* _Stated problem_
Transcribe the records that follow, preserving every word.

* BEGIN The input *

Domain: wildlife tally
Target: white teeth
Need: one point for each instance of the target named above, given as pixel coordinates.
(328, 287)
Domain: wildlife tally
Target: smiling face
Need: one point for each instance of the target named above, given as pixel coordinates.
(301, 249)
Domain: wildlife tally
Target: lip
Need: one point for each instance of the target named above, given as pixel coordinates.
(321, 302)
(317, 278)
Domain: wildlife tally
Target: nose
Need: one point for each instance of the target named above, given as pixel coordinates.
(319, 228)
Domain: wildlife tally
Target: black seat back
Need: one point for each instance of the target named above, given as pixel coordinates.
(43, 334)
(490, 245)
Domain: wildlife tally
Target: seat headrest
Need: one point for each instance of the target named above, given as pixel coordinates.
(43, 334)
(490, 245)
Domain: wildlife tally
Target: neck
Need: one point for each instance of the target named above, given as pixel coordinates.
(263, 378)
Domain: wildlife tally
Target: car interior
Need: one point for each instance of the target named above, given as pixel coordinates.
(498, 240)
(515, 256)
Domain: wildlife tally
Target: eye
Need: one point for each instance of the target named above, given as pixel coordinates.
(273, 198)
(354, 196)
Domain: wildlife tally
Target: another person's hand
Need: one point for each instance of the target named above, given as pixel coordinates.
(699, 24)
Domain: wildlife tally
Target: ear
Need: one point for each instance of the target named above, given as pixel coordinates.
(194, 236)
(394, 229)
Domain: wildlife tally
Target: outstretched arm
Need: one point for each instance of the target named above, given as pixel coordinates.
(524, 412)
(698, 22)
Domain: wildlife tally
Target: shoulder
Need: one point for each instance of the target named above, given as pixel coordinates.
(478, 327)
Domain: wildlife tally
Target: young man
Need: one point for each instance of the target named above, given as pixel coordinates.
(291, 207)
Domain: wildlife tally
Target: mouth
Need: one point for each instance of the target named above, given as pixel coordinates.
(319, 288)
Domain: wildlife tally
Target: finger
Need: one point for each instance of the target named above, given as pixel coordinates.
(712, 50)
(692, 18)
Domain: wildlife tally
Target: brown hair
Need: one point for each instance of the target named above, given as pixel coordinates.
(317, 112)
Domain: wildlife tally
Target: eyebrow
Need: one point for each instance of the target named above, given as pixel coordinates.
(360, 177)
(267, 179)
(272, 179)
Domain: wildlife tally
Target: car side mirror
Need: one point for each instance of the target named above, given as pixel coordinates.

* END The input *

* _The output_
Domain: wildlife tally
Target: white teeth
Need: one point for each instance of the target named above, given as pixel coordinates.
(328, 287)
Domain: wildlife tally
Target: smiling face
Need: one point for each instance of the target named above, given as pixel coordinates.
(301, 249)
Domain: wildlife tally
Target: lip
Need: one point for each instance of the target named above, given as pixel coordinates.
(321, 302)
(317, 278)
Domain: wildlife tally
Target: nose
Need: one point for each instance of the target named above, given as pixel coordinates.
(319, 228)
Domain: wildlife tally
Target: black seat back
Need: one point for each instance of the target named above, given as pixel coordinates.
(43, 334)
(490, 245)
Domain: wildlife tally
Target: seat headrest
Need: one point for each instance of the target named above, given as pixel coordinates.
(43, 334)
(490, 245)
Domain: wildlife tally
Target: neck
Need: one point for each instance of the target named above, given as pixel coordinates.
(263, 378)
Domain: wildlife tally
Target: car interior
Need: one point for each instance of the target named above, given as pixel coordinates.
(498, 240)
(515, 256)
Domain: wildlife tally
Target: eye
Need: one point for each instance of the target named above, given as pixel coordinates.
(273, 198)
(354, 196)
Domain: wildlife tally
Target: another person's hand
Need: one point for each instance of the target named above, given as pixel coordinates.
(699, 24)
Domain: wildlife tally
Target: ear
Need: one point for each instance of the target named above, given as pixel coordinates.
(194, 236)
(394, 229)
Domain: wildlife tally
Target: outstretched arm
Need: one point for each instance of the target named above, given as pixel coordinates.
(524, 412)
(698, 22)
Domain: wildlife tally
Target: shoulder
Need: one point for each instance of the target named above, given as pixel coordinates.
(478, 327)
Domain: wildlife tally
Target: young man
Need: one point for each instance of the target named above, given as pixel coordinates.
(291, 207)
Domain: wildlife tally
Target: mouth
Need: one point for each instance of the target named above, given as pixel coordinates.
(319, 288)
Domain: wildlife tally
Target: finger
Need: one point for each instance of the target named above, given as pixel coordinates.
(712, 50)
(692, 18)
Domain: wildlife tally
Target: brown hair
Need: one point for each instance of the target named above, given as pixel coordinates.
(317, 112)
Domain: wildlife tally
Target: eyebrow
Need: one point for each instance of the target named above, given as pixel coordinates.
(360, 177)
(267, 179)
(272, 179)
Domain: wildlife tally
Target: car side mirror
Need: one point for each instance of the target named above, given as pixel coordinates.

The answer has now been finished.